→ **WRITTEN REQUEST 1**: According to the GraphScope text, why was GRAPE designed to be highly efficient and flexible?

→ **SELECTED TEXT**:
◇ ◇ ◇ ◇ ◇ ◇ ◇

GraphScope Analytical Engine

The analytical engine in GraphScope derives from GRAPE, a graph processing system proposed on SIGMOD-2017. GRAPE differs from prior systems in its ability to parallelize sequential graph algorithms as a whole. In GRAPE, sequential algorithms can be easily “plugged into” with only minor changes and get parallelized to handle large graphs efficiently. In addition to the ease of programming, GRAPE is designed to be highly efficient and flexible, to cope the scale, variety and complexity from real-life graph applications.

Built-in Algorithms

GraphScope analytical engine provides many common used algorithms, including connectivity and path analysis, community detection, centrality computations.

Built-in algorithms can be easily invoked over loaded graphs. For example,

import graphscope
from graphscope.dataset import load_p2p_network

graphscope.set_option(show_log=True)

# load property graph
g = load_p2p_network()

◇ ◇ ◇ ◇ ◇ ◇ ◇

→ **MATERIAL PROVIDED**:
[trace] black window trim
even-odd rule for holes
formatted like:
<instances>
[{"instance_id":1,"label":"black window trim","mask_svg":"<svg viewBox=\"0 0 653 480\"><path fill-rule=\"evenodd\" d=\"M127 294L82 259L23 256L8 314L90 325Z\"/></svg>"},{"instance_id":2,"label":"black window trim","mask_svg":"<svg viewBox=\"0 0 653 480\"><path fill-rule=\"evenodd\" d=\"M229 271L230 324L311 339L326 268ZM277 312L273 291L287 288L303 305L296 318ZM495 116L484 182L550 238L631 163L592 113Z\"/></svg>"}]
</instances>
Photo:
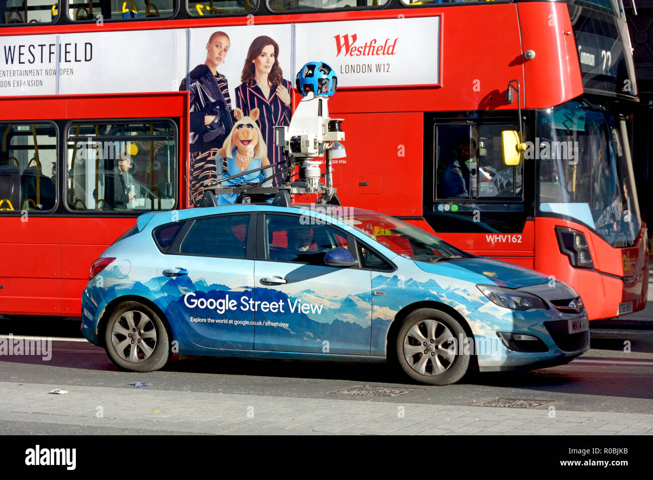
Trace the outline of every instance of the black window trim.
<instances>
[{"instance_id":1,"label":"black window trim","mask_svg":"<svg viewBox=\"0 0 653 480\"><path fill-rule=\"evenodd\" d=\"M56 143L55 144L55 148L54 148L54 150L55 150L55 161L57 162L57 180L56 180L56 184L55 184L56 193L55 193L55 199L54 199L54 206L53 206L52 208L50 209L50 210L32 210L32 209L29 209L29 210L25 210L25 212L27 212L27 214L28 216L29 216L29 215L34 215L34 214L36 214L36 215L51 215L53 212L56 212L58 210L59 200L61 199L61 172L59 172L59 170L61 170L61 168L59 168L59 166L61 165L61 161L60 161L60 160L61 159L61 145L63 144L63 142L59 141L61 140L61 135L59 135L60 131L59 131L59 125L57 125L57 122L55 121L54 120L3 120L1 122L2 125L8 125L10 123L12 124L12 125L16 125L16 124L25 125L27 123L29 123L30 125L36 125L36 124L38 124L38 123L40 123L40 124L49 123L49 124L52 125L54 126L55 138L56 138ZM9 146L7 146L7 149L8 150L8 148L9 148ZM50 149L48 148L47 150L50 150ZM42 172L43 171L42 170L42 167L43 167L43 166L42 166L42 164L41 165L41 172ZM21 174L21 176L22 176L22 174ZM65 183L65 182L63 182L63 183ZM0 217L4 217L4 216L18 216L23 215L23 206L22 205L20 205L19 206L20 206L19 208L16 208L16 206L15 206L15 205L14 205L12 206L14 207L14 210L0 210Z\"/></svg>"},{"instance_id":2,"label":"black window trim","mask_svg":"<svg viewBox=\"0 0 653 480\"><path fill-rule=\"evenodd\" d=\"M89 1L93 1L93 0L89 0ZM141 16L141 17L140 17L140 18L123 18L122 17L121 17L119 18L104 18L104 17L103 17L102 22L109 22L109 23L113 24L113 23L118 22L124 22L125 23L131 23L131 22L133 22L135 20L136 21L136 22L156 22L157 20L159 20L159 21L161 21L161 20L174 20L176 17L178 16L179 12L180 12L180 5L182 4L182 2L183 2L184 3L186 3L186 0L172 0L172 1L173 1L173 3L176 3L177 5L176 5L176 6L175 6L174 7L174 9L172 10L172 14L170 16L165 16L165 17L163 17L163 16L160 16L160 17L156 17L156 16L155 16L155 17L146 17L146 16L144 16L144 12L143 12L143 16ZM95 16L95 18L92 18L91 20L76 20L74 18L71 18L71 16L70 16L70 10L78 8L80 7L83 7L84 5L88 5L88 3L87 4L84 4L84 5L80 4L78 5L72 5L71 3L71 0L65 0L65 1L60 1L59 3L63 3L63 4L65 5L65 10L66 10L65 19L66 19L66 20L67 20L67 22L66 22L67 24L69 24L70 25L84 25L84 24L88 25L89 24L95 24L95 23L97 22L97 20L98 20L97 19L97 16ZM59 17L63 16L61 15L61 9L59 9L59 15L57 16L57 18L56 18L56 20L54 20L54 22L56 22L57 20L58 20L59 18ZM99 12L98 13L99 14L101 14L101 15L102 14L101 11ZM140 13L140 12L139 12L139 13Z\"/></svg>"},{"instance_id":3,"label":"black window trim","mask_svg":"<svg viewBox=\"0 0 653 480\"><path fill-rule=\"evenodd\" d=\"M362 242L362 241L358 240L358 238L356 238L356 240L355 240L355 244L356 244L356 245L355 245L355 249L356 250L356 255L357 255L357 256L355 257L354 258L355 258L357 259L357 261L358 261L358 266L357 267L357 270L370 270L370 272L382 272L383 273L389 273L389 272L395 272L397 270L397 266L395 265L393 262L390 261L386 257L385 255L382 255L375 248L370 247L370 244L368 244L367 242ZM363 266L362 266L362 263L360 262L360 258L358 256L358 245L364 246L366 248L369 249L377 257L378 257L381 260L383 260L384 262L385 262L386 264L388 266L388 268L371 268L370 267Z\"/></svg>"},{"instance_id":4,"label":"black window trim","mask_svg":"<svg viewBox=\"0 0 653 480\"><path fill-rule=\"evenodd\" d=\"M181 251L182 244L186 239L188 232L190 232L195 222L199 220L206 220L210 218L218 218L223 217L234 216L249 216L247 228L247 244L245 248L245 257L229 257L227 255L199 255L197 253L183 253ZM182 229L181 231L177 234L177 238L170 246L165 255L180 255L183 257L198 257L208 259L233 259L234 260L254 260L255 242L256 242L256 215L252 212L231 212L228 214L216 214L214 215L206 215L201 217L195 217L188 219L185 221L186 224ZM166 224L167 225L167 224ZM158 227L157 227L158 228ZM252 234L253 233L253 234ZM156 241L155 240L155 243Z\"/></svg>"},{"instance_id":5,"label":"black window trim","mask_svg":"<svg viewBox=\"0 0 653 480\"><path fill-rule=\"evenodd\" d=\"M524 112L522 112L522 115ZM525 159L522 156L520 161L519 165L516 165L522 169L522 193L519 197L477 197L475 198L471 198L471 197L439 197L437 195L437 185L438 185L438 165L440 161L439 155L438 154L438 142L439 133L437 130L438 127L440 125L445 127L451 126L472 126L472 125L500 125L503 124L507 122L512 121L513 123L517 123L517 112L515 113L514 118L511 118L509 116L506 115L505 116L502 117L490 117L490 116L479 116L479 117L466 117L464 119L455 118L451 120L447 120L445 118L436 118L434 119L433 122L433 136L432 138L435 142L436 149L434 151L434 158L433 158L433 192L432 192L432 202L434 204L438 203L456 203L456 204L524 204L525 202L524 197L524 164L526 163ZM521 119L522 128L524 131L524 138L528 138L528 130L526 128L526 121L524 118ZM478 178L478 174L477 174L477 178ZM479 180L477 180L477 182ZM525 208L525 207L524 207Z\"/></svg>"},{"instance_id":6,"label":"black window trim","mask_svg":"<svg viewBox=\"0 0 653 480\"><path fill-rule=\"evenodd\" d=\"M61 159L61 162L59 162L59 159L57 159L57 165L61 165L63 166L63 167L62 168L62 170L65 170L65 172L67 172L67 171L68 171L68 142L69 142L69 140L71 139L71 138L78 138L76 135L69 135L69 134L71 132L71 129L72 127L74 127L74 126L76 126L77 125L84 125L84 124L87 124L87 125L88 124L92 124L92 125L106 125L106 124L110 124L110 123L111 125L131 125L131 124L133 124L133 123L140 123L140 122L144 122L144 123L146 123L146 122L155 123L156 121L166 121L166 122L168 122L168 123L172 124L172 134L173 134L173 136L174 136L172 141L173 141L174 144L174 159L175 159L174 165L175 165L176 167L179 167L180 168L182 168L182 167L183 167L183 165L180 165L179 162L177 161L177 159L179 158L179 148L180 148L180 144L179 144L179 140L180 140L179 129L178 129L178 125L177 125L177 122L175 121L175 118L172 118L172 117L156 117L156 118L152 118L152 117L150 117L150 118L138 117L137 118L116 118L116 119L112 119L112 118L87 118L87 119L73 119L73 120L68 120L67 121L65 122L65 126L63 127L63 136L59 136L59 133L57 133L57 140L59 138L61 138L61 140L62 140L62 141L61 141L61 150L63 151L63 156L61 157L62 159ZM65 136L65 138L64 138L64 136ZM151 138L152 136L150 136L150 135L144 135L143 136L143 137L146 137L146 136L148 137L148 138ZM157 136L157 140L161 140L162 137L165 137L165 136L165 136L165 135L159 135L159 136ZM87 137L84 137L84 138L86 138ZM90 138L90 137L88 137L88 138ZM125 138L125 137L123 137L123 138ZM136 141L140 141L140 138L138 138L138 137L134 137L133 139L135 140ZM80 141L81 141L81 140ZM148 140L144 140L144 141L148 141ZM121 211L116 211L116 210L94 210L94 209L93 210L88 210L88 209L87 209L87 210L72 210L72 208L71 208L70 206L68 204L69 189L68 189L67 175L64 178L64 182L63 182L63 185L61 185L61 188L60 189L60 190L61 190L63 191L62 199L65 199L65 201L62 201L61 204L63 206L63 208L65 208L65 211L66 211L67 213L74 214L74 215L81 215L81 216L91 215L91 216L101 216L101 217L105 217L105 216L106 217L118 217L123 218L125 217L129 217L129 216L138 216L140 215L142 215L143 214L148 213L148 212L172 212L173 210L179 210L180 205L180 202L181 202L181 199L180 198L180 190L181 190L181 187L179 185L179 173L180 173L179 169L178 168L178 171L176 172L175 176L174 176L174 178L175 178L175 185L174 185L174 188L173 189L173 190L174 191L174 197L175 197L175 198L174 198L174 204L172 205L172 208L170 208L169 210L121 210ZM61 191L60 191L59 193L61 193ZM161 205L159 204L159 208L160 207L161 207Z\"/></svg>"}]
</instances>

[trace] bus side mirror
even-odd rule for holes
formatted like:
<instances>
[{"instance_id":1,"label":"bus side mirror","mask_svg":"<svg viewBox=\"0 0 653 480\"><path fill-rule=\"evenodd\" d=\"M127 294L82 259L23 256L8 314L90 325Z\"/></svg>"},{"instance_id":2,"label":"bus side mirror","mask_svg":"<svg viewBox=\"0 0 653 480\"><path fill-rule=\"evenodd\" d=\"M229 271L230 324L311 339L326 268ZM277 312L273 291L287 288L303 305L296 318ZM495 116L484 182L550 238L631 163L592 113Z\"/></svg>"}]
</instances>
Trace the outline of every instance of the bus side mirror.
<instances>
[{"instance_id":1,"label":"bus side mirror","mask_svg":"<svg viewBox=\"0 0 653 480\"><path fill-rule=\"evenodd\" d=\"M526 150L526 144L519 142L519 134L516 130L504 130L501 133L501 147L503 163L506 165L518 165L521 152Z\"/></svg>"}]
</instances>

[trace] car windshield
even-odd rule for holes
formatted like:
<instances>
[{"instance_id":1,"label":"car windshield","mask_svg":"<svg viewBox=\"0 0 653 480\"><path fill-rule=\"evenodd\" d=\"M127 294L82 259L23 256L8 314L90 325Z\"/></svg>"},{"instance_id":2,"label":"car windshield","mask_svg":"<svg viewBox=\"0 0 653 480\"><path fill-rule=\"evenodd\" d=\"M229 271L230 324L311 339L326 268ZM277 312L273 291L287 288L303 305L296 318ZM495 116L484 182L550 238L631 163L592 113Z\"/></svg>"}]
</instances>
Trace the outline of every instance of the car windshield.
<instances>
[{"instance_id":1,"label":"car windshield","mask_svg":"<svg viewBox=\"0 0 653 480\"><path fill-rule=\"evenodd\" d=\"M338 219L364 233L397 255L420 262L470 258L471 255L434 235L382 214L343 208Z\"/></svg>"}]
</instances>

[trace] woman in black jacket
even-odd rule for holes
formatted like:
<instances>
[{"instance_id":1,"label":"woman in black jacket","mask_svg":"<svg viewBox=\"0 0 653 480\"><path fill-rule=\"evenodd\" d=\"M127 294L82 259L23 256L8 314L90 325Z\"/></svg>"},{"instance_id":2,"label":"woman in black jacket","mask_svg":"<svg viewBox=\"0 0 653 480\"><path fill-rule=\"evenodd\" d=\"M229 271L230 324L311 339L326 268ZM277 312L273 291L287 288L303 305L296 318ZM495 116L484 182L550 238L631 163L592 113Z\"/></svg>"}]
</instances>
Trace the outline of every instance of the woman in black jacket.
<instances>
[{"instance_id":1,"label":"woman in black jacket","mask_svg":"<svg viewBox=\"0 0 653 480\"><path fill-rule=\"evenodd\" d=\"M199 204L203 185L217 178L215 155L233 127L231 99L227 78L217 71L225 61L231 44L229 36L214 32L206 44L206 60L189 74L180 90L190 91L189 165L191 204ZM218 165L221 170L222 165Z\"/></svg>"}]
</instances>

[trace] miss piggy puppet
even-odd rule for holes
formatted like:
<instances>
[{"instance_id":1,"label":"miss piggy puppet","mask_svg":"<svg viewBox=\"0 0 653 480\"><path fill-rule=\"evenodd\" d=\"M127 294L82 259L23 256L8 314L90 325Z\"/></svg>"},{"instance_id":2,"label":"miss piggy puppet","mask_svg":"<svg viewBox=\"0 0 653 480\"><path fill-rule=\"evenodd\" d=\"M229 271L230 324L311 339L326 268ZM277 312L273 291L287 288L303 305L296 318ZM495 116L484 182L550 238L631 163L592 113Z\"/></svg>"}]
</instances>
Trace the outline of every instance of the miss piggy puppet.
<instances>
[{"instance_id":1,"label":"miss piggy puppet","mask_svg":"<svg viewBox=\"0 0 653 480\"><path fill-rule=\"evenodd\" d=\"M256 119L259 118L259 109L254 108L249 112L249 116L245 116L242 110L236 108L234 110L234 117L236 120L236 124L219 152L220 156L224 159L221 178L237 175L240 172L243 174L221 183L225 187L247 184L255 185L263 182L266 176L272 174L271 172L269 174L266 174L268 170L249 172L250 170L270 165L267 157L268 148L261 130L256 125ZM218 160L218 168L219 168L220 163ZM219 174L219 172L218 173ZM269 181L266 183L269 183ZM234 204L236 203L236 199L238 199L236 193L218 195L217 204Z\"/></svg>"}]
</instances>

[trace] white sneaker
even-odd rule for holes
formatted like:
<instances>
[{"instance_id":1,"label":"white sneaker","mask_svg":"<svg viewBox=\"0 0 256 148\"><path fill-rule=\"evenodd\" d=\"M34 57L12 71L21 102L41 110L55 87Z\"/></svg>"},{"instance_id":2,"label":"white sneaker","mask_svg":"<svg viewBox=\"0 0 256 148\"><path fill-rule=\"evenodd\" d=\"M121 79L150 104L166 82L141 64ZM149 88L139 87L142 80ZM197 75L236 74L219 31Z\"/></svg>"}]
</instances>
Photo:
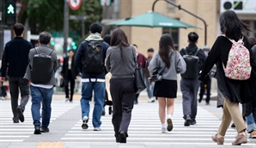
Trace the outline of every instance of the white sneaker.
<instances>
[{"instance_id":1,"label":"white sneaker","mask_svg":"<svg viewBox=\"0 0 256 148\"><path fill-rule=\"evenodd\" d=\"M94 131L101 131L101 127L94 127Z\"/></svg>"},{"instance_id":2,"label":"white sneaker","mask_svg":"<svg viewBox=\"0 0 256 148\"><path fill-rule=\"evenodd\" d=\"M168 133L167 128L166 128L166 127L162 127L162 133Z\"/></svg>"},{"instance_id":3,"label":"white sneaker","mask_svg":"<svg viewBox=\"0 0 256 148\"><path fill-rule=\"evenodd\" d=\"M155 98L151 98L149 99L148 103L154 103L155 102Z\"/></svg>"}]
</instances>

◇ ◇ ◇ ◇ ◇ ◇ ◇

→ **WRITTEN REQUEST 2**: Please copy the records from the line containing "[trace] miss piggy puppet" down to the end of the records, including both ends, and leave the pictures out.

→ **EXERCISE SOLUTION 1**: GRAPE was designed to be highly efficient and flexible so that it could cope with the scale, variety and complexity of real-life graph applications.

→ **EXERCISE SOLUTION 2**:
[trace] miss piggy puppet
even-odd rule for holes
formatted like:
<instances>
[{"instance_id":1,"label":"miss piggy puppet","mask_svg":"<svg viewBox=\"0 0 653 480\"><path fill-rule=\"evenodd\" d=\"M127 294L82 259L23 256L8 314L90 325Z\"/></svg>"},{"instance_id":2,"label":"miss piggy puppet","mask_svg":"<svg viewBox=\"0 0 653 480\"><path fill-rule=\"evenodd\" d=\"M229 271L230 324L311 339L326 268ZM277 312L273 291L287 288L303 305L296 318ZM495 116L484 182L550 238L631 163L592 113Z\"/></svg>"}]
</instances>
Trace the outline of every instance of the miss piggy puppet.
<instances>
[{"instance_id":1,"label":"miss piggy puppet","mask_svg":"<svg viewBox=\"0 0 653 480\"><path fill-rule=\"evenodd\" d=\"M256 119L259 118L259 109L254 108L249 112L249 116L245 116L242 110L236 108L234 110L234 117L236 120L236 124L219 152L220 156L224 159L221 178L237 175L240 172L243 174L221 183L225 187L247 184L255 185L263 182L266 176L272 174L271 172L269 174L266 174L268 170L249 172L250 170L270 165L267 157L268 148L261 130L256 125ZM218 160L218 168L219 168L220 163ZM219 174L219 172L218 173ZM269 181L266 183L269 183ZM234 204L236 203L236 199L238 199L236 193L218 195L217 204Z\"/></svg>"}]
</instances>

[trace] white sneaker
even-odd rule for holes
formatted like:
<instances>
[{"instance_id":1,"label":"white sneaker","mask_svg":"<svg viewBox=\"0 0 256 148\"><path fill-rule=\"evenodd\" d=\"M34 57L12 71L21 102L41 110L55 87Z\"/></svg>"},{"instance_id":2,"label":"white sneaker","mask_svg":"<svg viewBox=\"0 0 256 148\"><path fill-rule=\"evenodd\" d=\"M121 79L150 104L166 82L141 64ZM149 88L139 87L142 80ZM197 75L236 74L219 31Z\"/></svg>"}]
</instances>
Photo:
Trace the outline of every instance of the white sneaker.
<instances>
[{"instance_id":1,"label":"white sneaker","mask_svg":"<svg viewBox=\"0 0 256 148\"><path fill-rule=\"evenodd\" d=\"M94 131L101 131L101 127L94 127Z\"/></svg>"},{"instance_id":2,"label":"white sneaker","mask_svg":"<svg viewBox=\"0 0 256 148\"><path fill-rule=\"evenodd\" d=\"M168 133L167 128L166 128L166 127L162 127L162 133Z\"/></svg>"},{"instance_id":3,"label":"white sneaker","mask_svg":"<svg viewBox=\"0 0 256 148\"><path fill-rule=\"evenodd\" d=\"M155 98L151 98L149 99L148 103L154 103L155 102Z\"/></svg>"}]
</instances>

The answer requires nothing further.